Extrait:
------------------------------------------------------------------------

RESUME
Classé dans la catégorie des ressources
naturelles non renouvelables, le gaz naturel est une ressource naturelle
épuisable tout comme le pétrole et le charbon. La
possibilité de produire de l'énergie thermique à partir du
gaz naturel a permis à cette ressource de trouver une place de choix
dans la politique énergétique du gouvernement ivoirien dans les
années 90. Ainsi, de 1997 à 2003, l'on a enregistré un
taux de croissance annuelle moyen de production de 13,72%. Face à cette
croissance alarmante du niveau de production pouvant conduire à terme
à un épuisement précoce de la ressource et partant
l'interruption également précoce de la production
énergétique thermique, nous nous sommes attelés à
déterminer le délai d'épuisement de cette ressource. Cette
démarche nous a invité à développer la
méthode d'analyses de Laherrere et Bauquis ; celle-ci nous a permis de
déterminer 25 ans et 19 ans comme délais d'épuisement du
gaz naturel en Côte d'Ivoire respectivement sans et avec prise en compte
des fuites de gaz naturel dans l'analyse. Face à ces délais assez
courts, qui nous contraignent d'exploiter la ressource de façon optimale
et durable, nous avons donc choisir d'utiliser le modèle de Stiglitz
sous-tendu par le contrôle optimal.
Il ressort de cette étude que l'augmentation du
coût unitaire de production et l'usage d'un niveau élevé
des cours d'indexation au pétrole suivis d'une hausse de la production
optimale du gaz naturel favoriseront son exploitation abusive et partant son
corollaire d'épuisement précoce de la ressource.
Au regard de ces résultats et malgré les
insuffisances que nous avons pu relever, il nous est apparu opportun de
recommander les actions suivantes :
- l'application d'un niveau adéquat d'indexation des
cours du pétrole afin de freiner toute volonté d'accroître
inexorablement et de façon exponentielle la production de gaz
naturel,
- le renforcement du niveau de technologie de production dans
l'optique de réduire les coûts de production et les fuites pendant
la production,
- l'établissement de contrats de production plus
contraignants et la limitation du nombre d'exploitants afin de
décourager la concurrence dans le secteur gazier,
- la promotion des travaux d'exploration gazière dans
une perspective d'accroître les réserves prouvées
disponibles.

------------------------------------------------------------------------

Énoncé:
Reprenez le passage du résumé qui débute aux mots « Il ressort de » et s'arrête après « de la ressource. », en substituant « excessive » à « abusive ». Les données ne jouent aucun rôle dans ce travail.

Données fournies:
------------------------------------------------------------------------

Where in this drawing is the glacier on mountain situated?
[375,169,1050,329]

------------------------------------------------------------------------

Réponse complète:
Il ressort de cette étude que l'augmentation du
coût unitaire de production et l'usage d'un niveau élevé
des cours d'indexation au pétrole suivis d'une hausse de la production
optimale du gaz naturel favoriseront son exploitation excessive et partant son
corollaire d'épuisement précoce de la ressource.